**GIVEN PASSAGE:**
● ● ● ●

My day had begun with a hellish commute caused by my Metro rail station being closed for repairs. After decades of underinvestment, transit authorities now have to shut down stations for weeks on end just to keep the system patched together. My public transit alternative? Standing and waiting while three overloaded buses pass by without stopping.

In the capital of the richest country in the world, we can’t rely on our transit system to get us to work in the morning. We can’t even expect functioning toilets in our grandest public buildings. And this is just a tiny glimpse into the staggering infrastructure crisis across the country. The American Society of Civil Engineers estimates that more than $200 billion in additional annual expenditures are needed to fix our decaying bridges, roads, water systems, and other vital infrastructure.

And yet, what do Republicans think is our nation’s most urgent need? Massive tax breaks for millionaires, billionaires, and big corporations that will add more than $1 trillion to the U.S. deficit over the next decade. Among other perversities, the Senate bill would reduce the corporate tax rate from 35 percent to 20 percent, cut the income tax rate for wealthy hedge fund managers and other business owners, gut the estate tax on the ultra-rich, and give tax breaks for private jet owners.

After walking up a broken escalator, I exited Union Station yesterday morning and headed over to speak at a rally against the Republican bill at the U.S. Capitol. From the other speakers, I got a healthy reminder of just how trivial my daily inconveniences are compared to the devastation this legislation would cause millions of less privileged Americans.

I heard from a young woman who would likely be among the 13 million people that would lose their health insurance as a result of the Senate plan’s provision to eliminate the Obamacare individual mandate.

● ● ● ●

**INFORMATION SUPPLIED:**
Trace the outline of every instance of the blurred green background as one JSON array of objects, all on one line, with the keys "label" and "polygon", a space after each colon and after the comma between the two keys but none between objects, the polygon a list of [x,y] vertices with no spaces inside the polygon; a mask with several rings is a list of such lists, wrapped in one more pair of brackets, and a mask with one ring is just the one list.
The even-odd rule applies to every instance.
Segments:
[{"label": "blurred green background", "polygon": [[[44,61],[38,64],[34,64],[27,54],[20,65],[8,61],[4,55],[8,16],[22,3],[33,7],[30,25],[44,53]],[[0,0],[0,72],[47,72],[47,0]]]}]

● ● ● ●

**EXERCISES:**
A. Rewrite the infrastructure and tax bill commentary from "My day had begun" to "by without stopping.", swapping "commute" for "trip".
B. Carry the commentary on the Senate tax bill forward from the point where it stops.

**RESPONSES BY TASK:**
A.
My day had begun with a hellish trip caused by my Metro rail station being closed for repairs. After decades of underinvestment, transit authorities now have to shut down stations for weeks on end just to keep the system patched together. My public transit alternative? Standing and waiting while three overloaded buses pass by without stopping.

B.
I heard from graduate students who’ve invested years pursuing their degrees and are already struggling financially. They may have to drop out of school if the House tax bill’s provisions to tax tuition waivers as income become law.

I heard from a disability rights activist about how the House version would also end the medical expense deduction, which enables people facing medical bills that exceed 10 percent of their annual income to deduct those expenses from their federal income taxes. According to the Center for American Progress, getting rid of this deduction, which helped 8.8 million families in 2015, would be especially devastating for people with disabilities and severe illnesses who frequently face thousands and even tens of thousands of dollars in out-of-pocket medical costs.

While my own travails paled in comparison to these tales of hardship, I nevertheless found myself getting agitated all over again on my commute back home. I’d just heard that only one Republican senator planned to vote against the bill — two short of the number needed to block it. At the last working metro station on my line, I got off to try to board one of the special temporary shuttles that are supposed to take us between the closed-down stations.

By the time one of these shuttles pulled up, about 200 people were waiting — far too many to fit on board. As the human mass thrust me forward, I noticed lettering on the side of the bus indicating it was operated by a company from Pennsylvania. Later I learned that DC Metro couldn’t afford to pay their own drivers over-time, so they hired out of state private contractors.

When it comes to public spending that benefits the poor and middle class, the conservative mantra is that America is broke. We have no choice, they say, but to put up with inferior infrastructure, schools, and health care.

The reality is we are a nation of great abundance. The problem is that too much of our great wealth is flowing into too few pockets. The tax plan the Senate passed in the dark of night would do more than any legislation in decades to accelerate this inequality.

Fortunately, this battle is not yet over. There are major differences between the House and Senate versions of the GOP tax plan that need to be reconciled. The fight for a fair tax plan will continue next week — and as long as it takes until we get a government that acts in the interest of the public, not just the 1%.

Sarah Anderson directs the Global Economy Project at the Institute for Policy Studies.